* [Selected text]
====================

It's all in the timing

Biggest One and Littlest One happily playing together.

Or, I dunno, annoying the crap out of each other. Hard to tell the difference these days.

Monkey Boy says something to his littlest brother; something that I don’t quite hear.

“Thanks, Captain Obvious,” the four-year-old replies.

He only had himself to blame. He’s been using that line on Grumpy Pants and me so much that he has been awarded the title of Sergeant Smartarse.

Sadly, he is wearing it with pride.


And after our somewhat lengthy and fun-filled road trip I’ve decided that I don’t like the timing of these school holidays. Not these ones I’m living right now, at this very moment, but the whole concept of the Summer/Christmas/December-January holidays.

The timing, quite frankly, is shit.

Not only is there Christmas and all that goes with that (end of year parties, graduations, dance concerts, blah blahs) (oh, and last minute Christmas shopping for some of us), which is horrible enough, but you get to include your kids in it all.

Or, you know, stuff them in a cupboard and be all judged and stuff.

The hardest bit I find, however, is the New Year … I personally like to indulge in a little bit of an I’m Such A Failure meltdown when realising I haven’t achieved the bazillionty things I wanted to during the year. That no person of human orientation could possibly achieve the amount I have on my lists is irrelevant. I didn’t and I’m pissed.

Once I’ve done that, I feel a little better and focus on the New Year and all I plan to achieve, adding several gajillion more things to my list.

I’m inspired, motivated and raring to go. I’m Productive!

And I sit down to embark on a List Item or two and find myself in the middle of a Nerf gun war, where my desk, computer monitor and head are being used as either things to hide behind, shields or targets.

====================

* [Data shown]
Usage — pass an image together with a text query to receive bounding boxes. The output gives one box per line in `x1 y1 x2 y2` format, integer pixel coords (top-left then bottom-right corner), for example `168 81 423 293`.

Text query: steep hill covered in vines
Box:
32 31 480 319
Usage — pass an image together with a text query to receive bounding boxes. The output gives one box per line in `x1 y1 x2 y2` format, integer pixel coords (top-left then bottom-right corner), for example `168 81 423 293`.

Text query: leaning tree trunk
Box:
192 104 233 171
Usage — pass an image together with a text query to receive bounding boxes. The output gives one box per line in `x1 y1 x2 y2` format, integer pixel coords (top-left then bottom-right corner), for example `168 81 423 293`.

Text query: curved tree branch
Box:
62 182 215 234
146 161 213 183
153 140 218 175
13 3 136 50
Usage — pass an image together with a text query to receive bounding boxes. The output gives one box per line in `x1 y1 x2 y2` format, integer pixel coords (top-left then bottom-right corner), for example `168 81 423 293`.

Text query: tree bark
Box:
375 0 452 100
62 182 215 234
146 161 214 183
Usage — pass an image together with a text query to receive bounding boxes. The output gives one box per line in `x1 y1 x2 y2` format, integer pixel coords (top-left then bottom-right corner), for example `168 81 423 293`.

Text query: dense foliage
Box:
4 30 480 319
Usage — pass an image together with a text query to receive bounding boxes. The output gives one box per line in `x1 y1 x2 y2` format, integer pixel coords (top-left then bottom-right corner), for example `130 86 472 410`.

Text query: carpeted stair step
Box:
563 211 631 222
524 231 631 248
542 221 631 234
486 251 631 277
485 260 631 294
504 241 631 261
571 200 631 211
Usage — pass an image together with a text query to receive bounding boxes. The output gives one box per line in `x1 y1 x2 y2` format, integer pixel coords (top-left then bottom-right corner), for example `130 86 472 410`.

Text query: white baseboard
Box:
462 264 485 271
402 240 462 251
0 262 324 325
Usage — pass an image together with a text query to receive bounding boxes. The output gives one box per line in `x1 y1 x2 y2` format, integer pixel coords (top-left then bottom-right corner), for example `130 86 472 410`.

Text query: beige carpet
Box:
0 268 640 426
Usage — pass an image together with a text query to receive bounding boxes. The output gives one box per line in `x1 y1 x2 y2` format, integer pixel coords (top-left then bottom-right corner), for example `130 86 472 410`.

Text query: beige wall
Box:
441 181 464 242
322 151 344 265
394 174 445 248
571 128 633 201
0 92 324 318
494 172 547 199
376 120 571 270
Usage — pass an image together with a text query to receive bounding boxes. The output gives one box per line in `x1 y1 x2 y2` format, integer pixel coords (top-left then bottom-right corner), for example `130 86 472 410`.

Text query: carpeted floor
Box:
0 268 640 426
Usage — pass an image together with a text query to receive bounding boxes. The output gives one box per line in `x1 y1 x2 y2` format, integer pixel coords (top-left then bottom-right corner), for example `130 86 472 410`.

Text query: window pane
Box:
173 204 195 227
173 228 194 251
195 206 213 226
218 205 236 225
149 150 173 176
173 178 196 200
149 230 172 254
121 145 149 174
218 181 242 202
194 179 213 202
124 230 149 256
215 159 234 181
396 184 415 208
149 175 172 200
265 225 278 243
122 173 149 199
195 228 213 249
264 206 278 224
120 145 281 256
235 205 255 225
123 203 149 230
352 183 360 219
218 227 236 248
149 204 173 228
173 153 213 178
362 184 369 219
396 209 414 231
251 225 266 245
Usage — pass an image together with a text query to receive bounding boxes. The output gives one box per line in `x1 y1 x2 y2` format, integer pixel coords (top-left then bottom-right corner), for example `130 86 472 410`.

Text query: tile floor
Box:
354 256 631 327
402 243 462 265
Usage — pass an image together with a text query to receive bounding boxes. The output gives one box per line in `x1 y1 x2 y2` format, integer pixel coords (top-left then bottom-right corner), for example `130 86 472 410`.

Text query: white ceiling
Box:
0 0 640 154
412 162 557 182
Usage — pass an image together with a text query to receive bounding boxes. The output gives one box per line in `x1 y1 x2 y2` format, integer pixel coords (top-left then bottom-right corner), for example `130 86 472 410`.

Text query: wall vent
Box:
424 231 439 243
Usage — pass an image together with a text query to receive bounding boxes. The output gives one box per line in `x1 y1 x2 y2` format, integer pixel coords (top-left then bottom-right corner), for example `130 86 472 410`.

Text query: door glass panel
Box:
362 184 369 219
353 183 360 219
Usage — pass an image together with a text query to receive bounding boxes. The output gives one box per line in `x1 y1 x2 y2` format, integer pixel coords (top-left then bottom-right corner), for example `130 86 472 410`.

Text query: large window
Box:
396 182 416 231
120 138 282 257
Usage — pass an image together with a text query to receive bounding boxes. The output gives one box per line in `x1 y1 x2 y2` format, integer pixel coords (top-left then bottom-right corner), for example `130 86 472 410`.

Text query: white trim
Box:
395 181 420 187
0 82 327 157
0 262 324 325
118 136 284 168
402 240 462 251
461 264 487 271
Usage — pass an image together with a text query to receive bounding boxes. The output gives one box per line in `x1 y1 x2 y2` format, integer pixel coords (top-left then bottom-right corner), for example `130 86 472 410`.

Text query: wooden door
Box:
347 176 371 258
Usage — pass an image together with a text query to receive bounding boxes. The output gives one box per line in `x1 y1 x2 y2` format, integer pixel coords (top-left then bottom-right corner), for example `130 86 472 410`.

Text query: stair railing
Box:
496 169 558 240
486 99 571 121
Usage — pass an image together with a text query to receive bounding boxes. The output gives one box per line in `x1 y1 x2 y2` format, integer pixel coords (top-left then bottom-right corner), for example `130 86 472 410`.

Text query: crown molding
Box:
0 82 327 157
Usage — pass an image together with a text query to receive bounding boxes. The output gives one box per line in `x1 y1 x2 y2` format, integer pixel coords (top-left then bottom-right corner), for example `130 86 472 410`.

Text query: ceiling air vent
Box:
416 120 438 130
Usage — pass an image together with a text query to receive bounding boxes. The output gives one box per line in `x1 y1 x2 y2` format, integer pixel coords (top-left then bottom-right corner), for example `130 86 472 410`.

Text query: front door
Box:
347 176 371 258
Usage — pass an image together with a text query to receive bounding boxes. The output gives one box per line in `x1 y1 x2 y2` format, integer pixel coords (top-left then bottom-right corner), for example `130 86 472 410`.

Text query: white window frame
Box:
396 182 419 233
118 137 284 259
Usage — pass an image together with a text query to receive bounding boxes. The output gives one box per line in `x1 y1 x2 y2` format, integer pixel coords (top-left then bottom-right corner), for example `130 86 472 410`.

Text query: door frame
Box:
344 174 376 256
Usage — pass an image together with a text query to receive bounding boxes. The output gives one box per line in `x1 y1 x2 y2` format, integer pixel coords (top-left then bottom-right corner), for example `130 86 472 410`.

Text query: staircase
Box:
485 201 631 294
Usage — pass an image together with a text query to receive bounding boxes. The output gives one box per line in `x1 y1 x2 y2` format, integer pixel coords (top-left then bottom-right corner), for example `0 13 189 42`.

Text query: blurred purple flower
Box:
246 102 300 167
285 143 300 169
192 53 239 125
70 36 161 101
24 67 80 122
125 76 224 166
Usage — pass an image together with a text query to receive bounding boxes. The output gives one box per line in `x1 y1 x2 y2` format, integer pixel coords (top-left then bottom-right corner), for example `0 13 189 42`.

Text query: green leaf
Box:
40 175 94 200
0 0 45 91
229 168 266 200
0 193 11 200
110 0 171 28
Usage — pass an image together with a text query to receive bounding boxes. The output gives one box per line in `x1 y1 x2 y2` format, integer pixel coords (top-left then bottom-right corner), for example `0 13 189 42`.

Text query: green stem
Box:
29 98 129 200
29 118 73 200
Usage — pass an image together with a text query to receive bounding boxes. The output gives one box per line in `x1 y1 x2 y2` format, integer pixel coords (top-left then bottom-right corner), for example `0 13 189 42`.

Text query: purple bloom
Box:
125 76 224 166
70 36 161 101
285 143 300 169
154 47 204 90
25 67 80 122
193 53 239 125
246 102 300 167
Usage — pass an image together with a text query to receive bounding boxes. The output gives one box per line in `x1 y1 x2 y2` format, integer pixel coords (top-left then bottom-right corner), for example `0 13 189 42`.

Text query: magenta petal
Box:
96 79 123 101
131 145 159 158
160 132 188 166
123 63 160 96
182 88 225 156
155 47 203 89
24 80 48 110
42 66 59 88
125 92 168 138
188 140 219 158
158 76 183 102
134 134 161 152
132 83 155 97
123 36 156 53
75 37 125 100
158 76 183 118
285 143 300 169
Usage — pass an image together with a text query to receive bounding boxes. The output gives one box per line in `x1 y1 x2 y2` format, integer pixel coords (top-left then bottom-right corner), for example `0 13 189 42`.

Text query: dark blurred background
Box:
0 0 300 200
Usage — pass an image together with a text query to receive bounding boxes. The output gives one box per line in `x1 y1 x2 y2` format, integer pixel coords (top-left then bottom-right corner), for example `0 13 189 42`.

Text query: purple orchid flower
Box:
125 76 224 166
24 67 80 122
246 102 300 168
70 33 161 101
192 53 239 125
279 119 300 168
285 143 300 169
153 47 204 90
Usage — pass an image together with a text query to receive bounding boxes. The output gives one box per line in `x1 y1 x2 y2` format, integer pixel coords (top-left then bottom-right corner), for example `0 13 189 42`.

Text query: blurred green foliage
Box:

====================

* [Written tasks]
• a. In the post on school holiday timing, update everything from "I’m inspired, motivated" down to "shields or targets.", replacing "Nerf gun war" with "pillow fight".
• b. Take the post on school holiday timing further, picking up right after its final sentence.

* [Set of answers]
• a.
I’m inspired, motivated and raring to go. I’m Productive!

And I sit down to embark on a List Item or two and find myself in the middle of a pillow fight, where my desk, computer monitor and head are being used as either things to hide behind, shields or targets.

• b.
“Put your hands up, Mum,” says Chippie, the four-year-old.

“I’m fucking working, Piss off,” I mutter under my breath, before I comply because the tantrum that will inevitably ensue if I don’t will be horrendous. I speak from experience.

My hands up in the Official Surrender Position, he continues to point the Nerf gun at me and elucidate his intentions.

“I’n gonna shoot ya, cos you too fat!”

And shoots me.

Meanwhile, Grumpy Pants and Monkey Boy are going at it, full force until I yell “This is fucking why I didn’t want you two to have fucking Nerf guns!”

Which roughly translates to “I’m extremely busy and important, and am right in the middle of something. Would you two mind terribly popping off somewhere and continuing your fun?”

Just … you know, this year I didn’t even bother with New Year’s Resolutions, cos I think they’re a dumb idea, although I do get the concept. But how is one, in all honestly, supposed to be all enlightened and inspired when being shot in the head at close range and no one bringing her a coffee, even though they’re all milling around the house being annoying?


Really, wouldn’t Christmas be that much more fun, and getting off on the right foot in the New Year be that much more productive if they kids were at school?


I know I would.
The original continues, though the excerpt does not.